TU TAREA:
¿Puedes transcribir sin cambios las líneas del listado de abajo, desde la que contiene "compact form (316,306)." hasta la que contiene "Query: car windshield", ambas incluidas?

MATERIAL PROPORCIONADO:
= = = = = = =

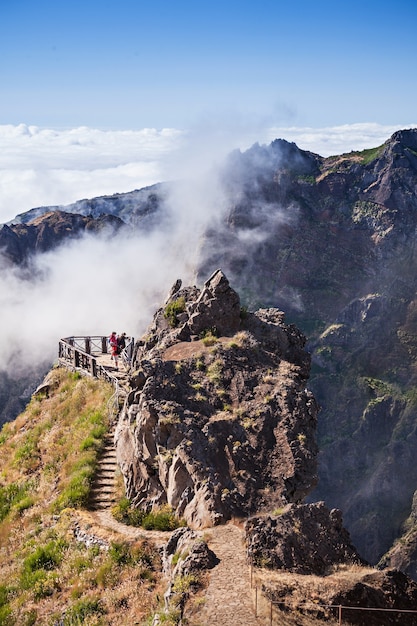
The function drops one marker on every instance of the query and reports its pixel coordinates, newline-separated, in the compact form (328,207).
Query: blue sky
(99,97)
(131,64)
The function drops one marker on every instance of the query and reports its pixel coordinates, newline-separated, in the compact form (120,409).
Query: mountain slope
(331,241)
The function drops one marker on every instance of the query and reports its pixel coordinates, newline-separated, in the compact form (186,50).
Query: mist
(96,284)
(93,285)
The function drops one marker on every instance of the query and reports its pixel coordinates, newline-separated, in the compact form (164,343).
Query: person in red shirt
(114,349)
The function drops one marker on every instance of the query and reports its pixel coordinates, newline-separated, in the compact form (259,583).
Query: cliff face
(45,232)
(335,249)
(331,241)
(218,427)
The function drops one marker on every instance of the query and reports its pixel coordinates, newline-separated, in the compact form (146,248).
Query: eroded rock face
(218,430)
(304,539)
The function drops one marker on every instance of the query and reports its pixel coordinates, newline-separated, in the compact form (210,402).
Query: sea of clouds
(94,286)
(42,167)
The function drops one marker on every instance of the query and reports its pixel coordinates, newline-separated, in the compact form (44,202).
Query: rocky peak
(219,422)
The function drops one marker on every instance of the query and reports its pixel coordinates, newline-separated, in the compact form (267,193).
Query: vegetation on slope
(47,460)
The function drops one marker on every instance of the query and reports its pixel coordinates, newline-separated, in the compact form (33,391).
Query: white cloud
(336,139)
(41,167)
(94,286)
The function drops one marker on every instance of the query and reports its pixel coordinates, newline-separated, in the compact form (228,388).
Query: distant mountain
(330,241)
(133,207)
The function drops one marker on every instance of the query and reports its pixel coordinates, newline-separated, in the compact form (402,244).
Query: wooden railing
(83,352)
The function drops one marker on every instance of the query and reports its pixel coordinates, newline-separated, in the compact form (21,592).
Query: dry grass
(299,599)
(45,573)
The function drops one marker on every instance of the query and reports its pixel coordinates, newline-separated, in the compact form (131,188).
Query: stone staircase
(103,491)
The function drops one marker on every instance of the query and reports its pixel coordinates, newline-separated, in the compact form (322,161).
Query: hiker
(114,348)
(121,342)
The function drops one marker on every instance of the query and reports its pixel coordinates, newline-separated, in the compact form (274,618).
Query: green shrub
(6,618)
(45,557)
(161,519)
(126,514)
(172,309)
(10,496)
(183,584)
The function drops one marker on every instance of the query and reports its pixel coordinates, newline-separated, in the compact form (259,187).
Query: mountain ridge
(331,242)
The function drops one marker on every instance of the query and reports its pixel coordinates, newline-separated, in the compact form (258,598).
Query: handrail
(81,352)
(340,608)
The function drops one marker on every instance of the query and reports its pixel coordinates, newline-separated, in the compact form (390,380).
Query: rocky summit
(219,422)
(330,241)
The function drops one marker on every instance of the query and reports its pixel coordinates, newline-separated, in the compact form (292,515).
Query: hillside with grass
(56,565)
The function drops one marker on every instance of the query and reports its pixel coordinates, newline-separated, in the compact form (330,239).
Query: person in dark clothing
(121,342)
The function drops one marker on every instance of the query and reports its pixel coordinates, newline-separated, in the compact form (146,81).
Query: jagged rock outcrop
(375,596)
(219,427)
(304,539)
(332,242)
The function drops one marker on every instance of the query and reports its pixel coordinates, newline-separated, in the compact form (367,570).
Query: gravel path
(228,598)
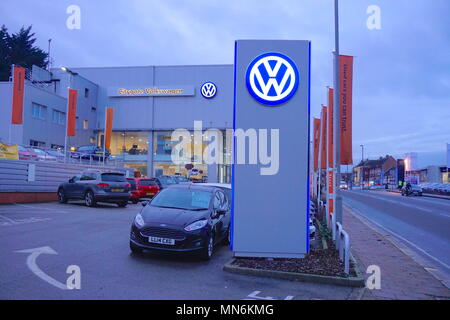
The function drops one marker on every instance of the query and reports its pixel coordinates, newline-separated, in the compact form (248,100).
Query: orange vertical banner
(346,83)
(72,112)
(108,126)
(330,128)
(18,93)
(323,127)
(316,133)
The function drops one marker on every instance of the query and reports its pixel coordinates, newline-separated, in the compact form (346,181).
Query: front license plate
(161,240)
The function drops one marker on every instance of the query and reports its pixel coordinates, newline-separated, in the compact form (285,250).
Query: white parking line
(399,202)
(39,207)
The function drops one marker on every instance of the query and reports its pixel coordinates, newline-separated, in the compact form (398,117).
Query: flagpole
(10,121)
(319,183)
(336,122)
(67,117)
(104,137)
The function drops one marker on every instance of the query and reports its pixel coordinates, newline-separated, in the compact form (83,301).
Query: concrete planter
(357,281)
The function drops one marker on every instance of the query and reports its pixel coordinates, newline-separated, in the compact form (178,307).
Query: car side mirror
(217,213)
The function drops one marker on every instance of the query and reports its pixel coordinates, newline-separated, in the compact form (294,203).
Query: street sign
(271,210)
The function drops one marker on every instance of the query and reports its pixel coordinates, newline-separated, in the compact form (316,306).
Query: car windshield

= = = = = = =

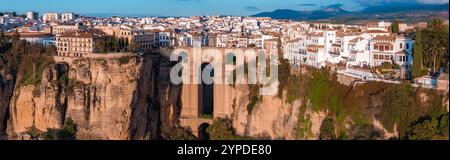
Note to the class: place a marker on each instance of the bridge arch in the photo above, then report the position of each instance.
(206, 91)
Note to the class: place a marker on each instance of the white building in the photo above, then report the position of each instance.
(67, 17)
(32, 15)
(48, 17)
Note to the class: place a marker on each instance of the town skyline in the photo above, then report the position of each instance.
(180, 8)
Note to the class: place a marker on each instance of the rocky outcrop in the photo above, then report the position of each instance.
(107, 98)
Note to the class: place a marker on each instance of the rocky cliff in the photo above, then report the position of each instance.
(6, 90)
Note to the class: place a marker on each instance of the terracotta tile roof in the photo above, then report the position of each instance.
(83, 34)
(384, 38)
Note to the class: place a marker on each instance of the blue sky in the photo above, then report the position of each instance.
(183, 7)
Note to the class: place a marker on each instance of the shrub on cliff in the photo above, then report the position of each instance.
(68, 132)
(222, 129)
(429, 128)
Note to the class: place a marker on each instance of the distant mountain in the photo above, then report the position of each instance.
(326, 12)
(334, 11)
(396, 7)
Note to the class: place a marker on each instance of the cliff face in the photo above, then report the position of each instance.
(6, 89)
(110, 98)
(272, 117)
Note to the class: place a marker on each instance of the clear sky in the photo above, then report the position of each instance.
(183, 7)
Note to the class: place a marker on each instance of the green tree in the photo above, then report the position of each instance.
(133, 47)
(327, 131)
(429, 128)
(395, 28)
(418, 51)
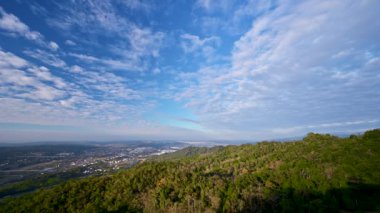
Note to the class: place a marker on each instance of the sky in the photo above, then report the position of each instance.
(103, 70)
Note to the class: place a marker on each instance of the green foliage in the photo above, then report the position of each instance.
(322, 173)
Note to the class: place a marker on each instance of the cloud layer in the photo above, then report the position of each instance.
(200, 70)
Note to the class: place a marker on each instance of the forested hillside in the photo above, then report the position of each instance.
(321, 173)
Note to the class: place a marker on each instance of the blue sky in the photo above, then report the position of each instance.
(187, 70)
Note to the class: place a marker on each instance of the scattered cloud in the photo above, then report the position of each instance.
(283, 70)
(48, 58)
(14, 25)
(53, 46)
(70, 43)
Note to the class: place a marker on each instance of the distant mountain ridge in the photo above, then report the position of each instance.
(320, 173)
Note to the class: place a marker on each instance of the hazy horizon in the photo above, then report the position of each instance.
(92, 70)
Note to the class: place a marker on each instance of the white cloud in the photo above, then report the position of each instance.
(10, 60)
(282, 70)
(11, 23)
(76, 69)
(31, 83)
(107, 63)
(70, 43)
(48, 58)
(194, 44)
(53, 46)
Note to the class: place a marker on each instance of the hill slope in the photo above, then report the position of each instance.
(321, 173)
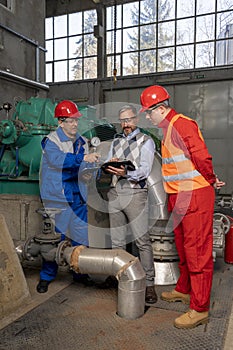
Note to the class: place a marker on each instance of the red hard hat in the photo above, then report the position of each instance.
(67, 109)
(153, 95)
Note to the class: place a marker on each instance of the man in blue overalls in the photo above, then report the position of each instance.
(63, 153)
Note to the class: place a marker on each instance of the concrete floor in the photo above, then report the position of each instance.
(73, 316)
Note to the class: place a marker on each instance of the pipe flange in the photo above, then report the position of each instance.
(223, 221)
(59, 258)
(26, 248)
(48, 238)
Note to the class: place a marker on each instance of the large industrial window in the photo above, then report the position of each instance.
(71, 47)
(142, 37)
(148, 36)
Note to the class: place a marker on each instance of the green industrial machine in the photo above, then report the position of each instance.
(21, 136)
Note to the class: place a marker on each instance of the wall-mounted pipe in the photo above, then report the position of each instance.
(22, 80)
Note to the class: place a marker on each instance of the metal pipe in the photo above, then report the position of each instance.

= = = = = = =

RESPUESTA AQUÍ:
The function drops one marker on every instance of the query and reports its pixel coordinates, newline-separated, in the compact form (316,306).
Query: car windshield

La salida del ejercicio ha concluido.